### RAW DATA
▬▬▬
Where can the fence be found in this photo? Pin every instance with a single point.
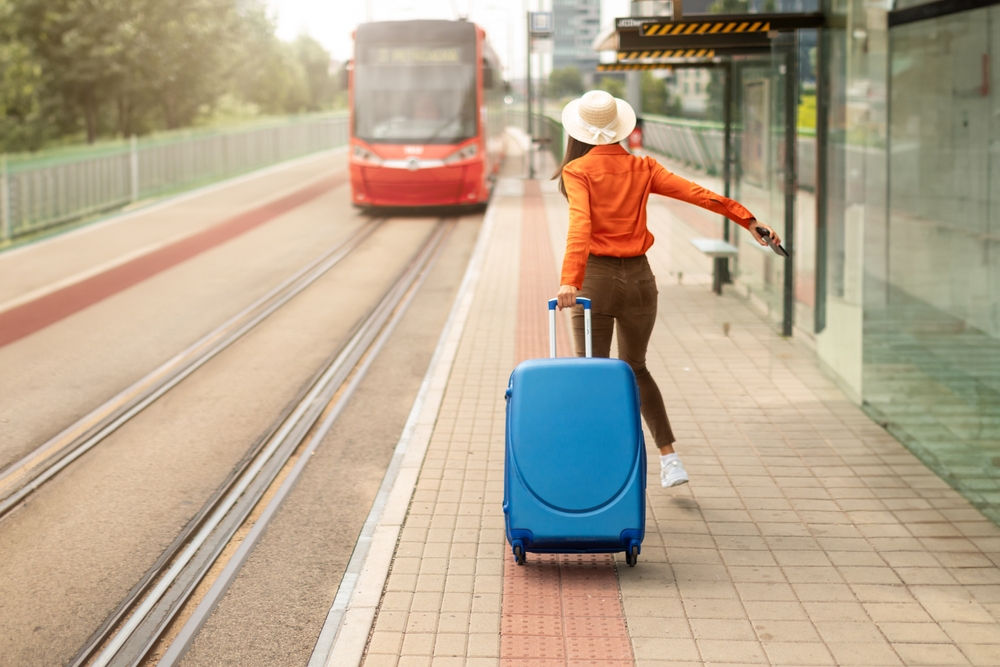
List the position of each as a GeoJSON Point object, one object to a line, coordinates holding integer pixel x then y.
▬▬▬
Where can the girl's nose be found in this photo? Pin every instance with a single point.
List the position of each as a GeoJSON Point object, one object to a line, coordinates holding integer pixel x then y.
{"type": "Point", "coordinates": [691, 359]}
▬▬▬
### YOUR INSTRUCTIONS
The answer should be all lines from the entries above that hold the word "this".

### ANSWER TO THE EXERCISE
Where can the fence be found in this photo? Pin every instance with a single point.
Where can the girl's nose be found in this photo? Pin every instance with a single point.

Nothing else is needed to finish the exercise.